§ **Your instructions**: Return the lines beginning at the one that contains "In this exercise you will mark each instance of the car" and continuing to the end of the entries, including both ends, exactly as written and nothing else.

§ **Data provided**:
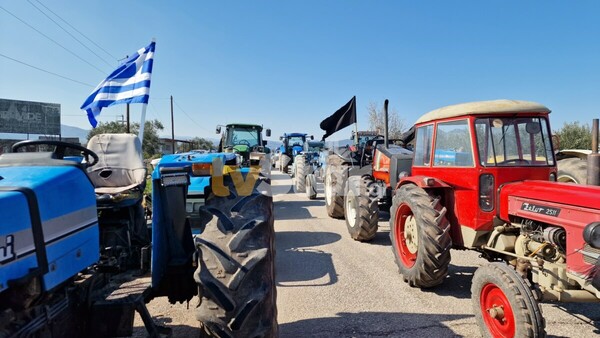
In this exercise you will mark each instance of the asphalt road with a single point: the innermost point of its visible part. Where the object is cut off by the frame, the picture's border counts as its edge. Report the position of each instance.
(329, 285)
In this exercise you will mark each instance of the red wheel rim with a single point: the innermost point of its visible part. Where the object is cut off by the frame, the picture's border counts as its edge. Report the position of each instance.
(496, 311)
(406, 256)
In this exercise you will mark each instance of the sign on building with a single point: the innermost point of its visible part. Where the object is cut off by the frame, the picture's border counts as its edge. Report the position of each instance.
(26, 117)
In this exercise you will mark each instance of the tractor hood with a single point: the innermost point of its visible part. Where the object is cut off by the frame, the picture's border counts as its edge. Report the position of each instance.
(241, 148)
(565, 194)
(187, 159)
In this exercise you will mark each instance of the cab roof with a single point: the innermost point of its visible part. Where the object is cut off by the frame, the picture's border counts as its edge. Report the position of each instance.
(484, 107)
(245, 125)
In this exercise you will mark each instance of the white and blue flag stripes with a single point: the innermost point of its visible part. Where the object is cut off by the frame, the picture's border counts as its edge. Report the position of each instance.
(130, 83)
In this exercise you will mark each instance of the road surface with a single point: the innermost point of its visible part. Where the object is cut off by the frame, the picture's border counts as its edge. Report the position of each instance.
(329, 285)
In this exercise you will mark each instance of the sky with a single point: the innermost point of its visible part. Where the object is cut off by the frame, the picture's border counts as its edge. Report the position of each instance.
(289, 64)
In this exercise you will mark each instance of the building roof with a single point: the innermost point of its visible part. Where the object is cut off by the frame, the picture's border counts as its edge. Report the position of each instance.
(484, 107)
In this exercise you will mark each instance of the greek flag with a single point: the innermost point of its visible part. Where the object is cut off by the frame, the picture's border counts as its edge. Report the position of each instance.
(130, 83)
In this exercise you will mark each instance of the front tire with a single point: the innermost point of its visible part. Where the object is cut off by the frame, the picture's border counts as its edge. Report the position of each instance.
(236, 272)
(572, 170)
(361, 208)
(504, 304)
(336, 175)
(284, 162)
(300, 176)
(420, 237)
(311, 186)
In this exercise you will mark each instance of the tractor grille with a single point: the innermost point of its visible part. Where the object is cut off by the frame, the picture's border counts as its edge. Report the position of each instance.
(590, 255)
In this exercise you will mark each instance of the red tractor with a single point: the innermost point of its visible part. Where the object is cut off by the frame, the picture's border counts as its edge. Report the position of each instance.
(483, 178)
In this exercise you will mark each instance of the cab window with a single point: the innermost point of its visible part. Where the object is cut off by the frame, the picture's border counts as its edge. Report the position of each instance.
(423, 140)
(453, 145)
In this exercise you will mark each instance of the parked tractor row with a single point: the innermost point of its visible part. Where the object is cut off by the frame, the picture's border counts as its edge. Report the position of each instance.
(75, 247)
(480, 176)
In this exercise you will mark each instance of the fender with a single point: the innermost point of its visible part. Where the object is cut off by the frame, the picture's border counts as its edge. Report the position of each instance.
(422, 181)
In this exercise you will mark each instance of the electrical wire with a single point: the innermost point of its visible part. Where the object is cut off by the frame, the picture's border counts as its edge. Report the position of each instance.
(70, 34)
(49, 38)
(46, 71)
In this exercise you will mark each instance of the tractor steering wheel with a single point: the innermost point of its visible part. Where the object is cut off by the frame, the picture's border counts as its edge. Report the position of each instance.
(59, 151)
(515, 160)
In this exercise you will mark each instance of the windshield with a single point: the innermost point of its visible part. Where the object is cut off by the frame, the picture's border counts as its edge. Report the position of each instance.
(243, 136)
(523, 141)
(362, 140)
(296, 141)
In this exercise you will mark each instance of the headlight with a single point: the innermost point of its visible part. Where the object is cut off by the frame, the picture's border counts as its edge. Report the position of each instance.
(591, 234)
(201, 169)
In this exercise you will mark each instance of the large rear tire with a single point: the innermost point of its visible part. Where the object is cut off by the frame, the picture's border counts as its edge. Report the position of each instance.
(420, 235)
(311, 186)
(504, 304)
(361, 208)
(572, 170)
(300, 175)
(336, 175)
(236, 272)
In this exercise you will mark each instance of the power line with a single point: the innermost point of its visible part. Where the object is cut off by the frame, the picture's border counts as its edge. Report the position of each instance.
(46, 71)
(75, 29)
(49, 38)
(66, 31)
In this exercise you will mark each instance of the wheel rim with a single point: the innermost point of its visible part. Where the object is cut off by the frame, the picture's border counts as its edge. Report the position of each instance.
(328, 192)
(406, 234)
(350, 209)
(496, 311)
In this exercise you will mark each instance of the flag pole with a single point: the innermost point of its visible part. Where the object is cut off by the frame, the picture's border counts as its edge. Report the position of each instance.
(142, 123)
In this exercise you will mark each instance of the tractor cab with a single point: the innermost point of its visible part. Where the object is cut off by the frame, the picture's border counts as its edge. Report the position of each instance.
(293, 143)
(245, 140)
(470, 150)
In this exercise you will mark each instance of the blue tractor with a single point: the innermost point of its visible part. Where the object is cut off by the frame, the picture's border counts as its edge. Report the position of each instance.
(307, 168)
(74, 256)
(293, 144)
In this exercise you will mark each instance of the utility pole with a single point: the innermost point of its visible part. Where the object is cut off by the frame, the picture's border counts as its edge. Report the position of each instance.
(172, 126)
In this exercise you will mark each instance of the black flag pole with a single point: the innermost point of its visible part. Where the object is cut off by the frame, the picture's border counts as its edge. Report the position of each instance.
(342, 118)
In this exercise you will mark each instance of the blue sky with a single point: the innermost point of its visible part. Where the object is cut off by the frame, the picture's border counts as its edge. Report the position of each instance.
(289, 64)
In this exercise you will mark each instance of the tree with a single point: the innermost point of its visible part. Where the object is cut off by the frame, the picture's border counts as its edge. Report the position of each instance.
(574, 136)
(377, 121)
(151, 144)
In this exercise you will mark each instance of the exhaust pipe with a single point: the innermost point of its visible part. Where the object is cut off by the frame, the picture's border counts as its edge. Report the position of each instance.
(593, 177)
(385, 126)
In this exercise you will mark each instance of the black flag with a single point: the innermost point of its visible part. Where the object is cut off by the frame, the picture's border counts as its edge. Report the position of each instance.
(342, 118)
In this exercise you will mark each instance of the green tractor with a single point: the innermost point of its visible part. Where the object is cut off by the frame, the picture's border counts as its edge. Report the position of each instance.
(246, 141)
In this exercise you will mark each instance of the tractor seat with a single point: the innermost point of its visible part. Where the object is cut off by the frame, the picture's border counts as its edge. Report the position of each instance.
(120, 167)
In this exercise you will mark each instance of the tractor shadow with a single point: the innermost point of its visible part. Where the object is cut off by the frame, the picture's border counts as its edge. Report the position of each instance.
(299, 264)
(294, 210)
(373, 324)
(457, 284)
(588, 313)
(165, 322)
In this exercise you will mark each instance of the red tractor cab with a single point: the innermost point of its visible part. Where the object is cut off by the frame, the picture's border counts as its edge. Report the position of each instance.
(482, 178)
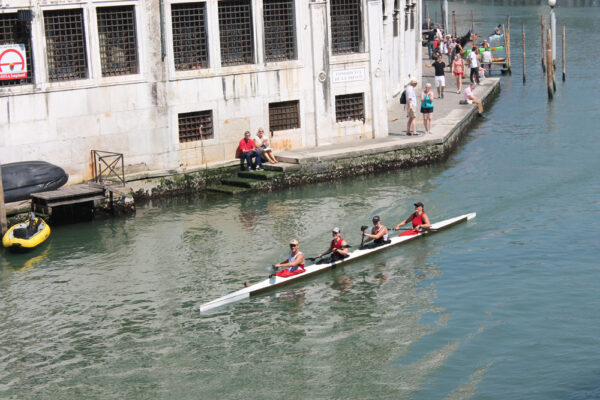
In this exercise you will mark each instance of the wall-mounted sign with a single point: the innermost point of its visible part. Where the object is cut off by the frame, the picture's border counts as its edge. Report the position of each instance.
(13, 63)
(348, 75)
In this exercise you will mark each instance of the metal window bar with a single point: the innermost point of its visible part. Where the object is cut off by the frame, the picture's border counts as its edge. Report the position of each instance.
(105, 167)
(235, 29)
(197, 125)
(14, 31)
(350, 107)
(280, 30)
(346, 32)
(118, 40)
(65, 44)
(284, 115)
(190, 37)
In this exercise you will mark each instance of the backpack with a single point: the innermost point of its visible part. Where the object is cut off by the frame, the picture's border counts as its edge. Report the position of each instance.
(403, 97)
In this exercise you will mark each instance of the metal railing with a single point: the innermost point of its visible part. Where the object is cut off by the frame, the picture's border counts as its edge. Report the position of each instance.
(105, 166)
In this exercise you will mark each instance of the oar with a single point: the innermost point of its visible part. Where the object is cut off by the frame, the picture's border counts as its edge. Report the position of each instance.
(362, 229)
(327, 252)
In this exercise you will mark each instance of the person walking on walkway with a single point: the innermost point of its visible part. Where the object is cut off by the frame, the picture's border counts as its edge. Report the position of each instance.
(440, 76)
(458, 68)
(427, 107)
(411, 108)
(474, 63)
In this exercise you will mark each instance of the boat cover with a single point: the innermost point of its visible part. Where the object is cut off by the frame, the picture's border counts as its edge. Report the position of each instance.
(21, 179)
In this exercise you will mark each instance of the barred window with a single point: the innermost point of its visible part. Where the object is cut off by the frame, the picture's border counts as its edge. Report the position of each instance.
(346, 32)
(280, 30)
(118, 42)
(235, 28)
(190, 37)
(14, 31)
(350, 107)
(284, 115)
(65, 44)
(195, 126)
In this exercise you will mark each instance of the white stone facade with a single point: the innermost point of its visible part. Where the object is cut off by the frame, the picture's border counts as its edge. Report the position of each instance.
(138, 114)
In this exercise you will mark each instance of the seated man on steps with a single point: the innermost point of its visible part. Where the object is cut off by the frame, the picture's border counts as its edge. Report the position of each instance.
(247, 151)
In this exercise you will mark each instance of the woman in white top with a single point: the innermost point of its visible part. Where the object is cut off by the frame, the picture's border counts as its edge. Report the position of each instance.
(262, 144)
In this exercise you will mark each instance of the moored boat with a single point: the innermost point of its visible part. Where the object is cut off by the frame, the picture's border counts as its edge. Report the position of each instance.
(277, 281)
(26, 235)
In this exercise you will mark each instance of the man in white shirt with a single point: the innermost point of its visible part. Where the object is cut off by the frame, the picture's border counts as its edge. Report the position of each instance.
(474, 62)
(411, 108)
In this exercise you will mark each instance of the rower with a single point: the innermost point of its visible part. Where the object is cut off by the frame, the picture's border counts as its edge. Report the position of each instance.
(338, 248)
(379, 233)
(419, 219)
(294, 264)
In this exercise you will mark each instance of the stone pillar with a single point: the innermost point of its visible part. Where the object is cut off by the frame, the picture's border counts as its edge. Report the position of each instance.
(319, 38)
(377, 62)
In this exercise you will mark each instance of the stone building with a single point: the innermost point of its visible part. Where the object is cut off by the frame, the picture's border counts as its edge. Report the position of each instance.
(141, 77)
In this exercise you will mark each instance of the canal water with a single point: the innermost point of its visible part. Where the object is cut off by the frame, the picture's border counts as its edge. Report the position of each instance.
(505, 306)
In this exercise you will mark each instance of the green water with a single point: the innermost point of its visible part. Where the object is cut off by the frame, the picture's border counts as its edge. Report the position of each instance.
(505, 306)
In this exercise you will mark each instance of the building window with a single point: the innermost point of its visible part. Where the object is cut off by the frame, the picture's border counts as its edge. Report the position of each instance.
(65, 44)
(346, 32)
(280, 31)
(195, 126)
(117, 38)
(15, 31)
(284, 115)
(190, 37)
(350, 107)
(235, 28)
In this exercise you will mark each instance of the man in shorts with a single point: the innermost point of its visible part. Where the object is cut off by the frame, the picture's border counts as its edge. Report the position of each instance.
(440, 78)
(411, 108)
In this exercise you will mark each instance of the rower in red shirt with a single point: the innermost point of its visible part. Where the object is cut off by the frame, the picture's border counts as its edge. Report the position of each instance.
(419, 219)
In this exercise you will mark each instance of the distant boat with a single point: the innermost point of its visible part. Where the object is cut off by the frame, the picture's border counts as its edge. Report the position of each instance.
(21, 179)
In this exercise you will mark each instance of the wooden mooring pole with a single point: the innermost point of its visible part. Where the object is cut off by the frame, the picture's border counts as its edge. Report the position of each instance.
(543, 46)
(523, 30)
(3, 220)
(564, 51)
(549, 69)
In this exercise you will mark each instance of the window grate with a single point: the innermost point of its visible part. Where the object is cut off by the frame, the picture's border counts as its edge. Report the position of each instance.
(118, 42)
(65, 44)
(189, 126)
(350, 107)
(13, 31)
(346, 32)
(284, 115)
(280, 31)
(190, 38)
(235, 28)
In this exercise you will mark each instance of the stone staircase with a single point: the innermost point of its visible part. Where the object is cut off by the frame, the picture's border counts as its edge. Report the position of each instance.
(252, 180)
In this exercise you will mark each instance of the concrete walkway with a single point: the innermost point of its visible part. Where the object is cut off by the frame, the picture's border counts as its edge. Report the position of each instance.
(448, 116)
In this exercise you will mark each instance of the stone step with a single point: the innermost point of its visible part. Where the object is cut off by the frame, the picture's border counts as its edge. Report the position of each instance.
(259, 175)
(242, 182)
(226, 189)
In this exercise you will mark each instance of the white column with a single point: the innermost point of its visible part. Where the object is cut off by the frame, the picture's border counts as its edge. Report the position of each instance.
(377, 77)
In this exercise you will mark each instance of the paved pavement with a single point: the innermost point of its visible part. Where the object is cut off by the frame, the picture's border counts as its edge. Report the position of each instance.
(448, 114)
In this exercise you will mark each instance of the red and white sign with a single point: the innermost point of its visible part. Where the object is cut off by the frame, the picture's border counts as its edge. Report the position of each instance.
(13, 63)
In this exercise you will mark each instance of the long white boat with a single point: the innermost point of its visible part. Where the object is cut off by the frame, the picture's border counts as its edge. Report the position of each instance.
(277, 281)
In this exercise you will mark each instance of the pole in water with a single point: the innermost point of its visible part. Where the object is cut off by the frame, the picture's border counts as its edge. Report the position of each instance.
(523, 30)
(564, 65)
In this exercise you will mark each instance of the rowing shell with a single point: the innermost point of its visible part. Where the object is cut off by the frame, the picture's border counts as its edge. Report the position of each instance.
(277, 281)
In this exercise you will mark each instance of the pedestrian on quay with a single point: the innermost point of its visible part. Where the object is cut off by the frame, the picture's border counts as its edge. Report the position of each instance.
(470, 98)
(474, 63)
(440, 76)
(427, 107)
(458, 68)
(247, 151)
(411, 108)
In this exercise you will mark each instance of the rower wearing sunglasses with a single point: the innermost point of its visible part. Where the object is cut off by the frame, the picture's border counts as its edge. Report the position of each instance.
(292, 265)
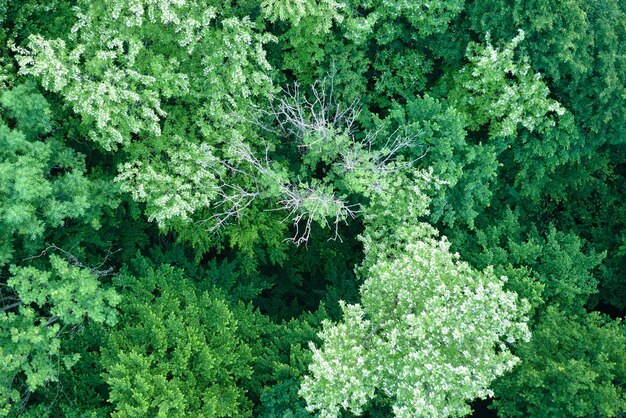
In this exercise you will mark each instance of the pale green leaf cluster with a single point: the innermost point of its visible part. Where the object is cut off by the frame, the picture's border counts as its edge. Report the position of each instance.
(294, 11)
(431, 334)
(47, 304)
(115, 75)
(497, 89)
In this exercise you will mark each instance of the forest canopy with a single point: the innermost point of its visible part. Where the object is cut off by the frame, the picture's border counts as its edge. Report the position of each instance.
(300, 208)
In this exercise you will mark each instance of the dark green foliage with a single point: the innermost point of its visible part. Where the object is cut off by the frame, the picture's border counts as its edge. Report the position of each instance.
(574, 366)
(187, 190)
(176, 351)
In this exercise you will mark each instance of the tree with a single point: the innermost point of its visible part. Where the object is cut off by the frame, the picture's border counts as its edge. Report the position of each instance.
(560, 376)
(430, 334)
(176, 351)
(40, 308)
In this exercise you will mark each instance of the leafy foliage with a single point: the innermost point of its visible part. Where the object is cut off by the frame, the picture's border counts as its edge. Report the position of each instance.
(231, 208)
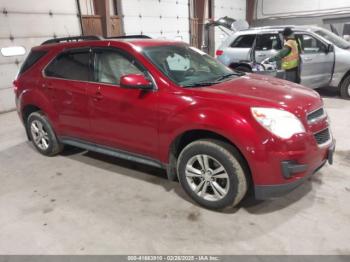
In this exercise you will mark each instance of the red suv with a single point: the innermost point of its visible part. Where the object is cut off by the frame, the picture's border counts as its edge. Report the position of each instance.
(167, 104)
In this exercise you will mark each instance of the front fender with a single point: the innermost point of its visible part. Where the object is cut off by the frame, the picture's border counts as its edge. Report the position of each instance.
(33, 97)
(235, 126)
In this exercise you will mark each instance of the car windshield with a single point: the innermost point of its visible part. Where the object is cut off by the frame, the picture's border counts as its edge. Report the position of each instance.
(188, 66)
(333, 38)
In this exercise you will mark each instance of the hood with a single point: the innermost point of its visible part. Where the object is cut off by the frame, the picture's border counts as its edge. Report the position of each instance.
(265, 91)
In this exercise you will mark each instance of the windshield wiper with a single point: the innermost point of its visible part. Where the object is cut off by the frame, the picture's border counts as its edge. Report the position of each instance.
(199, 84)
(229, 75)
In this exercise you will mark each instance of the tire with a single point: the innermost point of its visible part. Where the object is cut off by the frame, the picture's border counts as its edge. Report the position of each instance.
(232, 180)
(40, 130)
(244, 69)
(345, 88)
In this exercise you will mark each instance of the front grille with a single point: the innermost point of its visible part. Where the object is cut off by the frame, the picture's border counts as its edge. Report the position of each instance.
(313, 116)
(322, 136)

§ **Exercise result**:
In this exercise you will mark each instance of the car windshield with a single point: the innermost point of its visible part. Where the object is cut off by the frame, the picture's border counts as its edge. Report the position of each instance.
(188, 66)
(333, 38)
In this exercise you will mark each instance of the hood with a single point: the innermost point of its visible part. Where the object is cut off by the frame, the picture's border counts as its edge. Report the position of each instance.
(265, 91)
In this exercise you will mark each instance of the windshield wiper with a single point: the innermost point of its visible part. Where the object is cut off by the frame, the picture's border counts as its edge. Report the position of each instance.
(199, 84)
(229, 75)
In this exercise you will mark each instance of the tire with a single point: the innermost point of its visible part. Where the object is cut off by the frame, the picture's border counts as its edge. Report the position of each instance.
(232, 180)
(40, 130)
(244, 69)
(345, 88)
In this exercise you will mark each instance of the front grille with a single point: the innermost point of its visible part. Where the object is cut off by the frame, the picture's border counts as its edge. Report the position of each instance.
(313, 116)
(322, 136)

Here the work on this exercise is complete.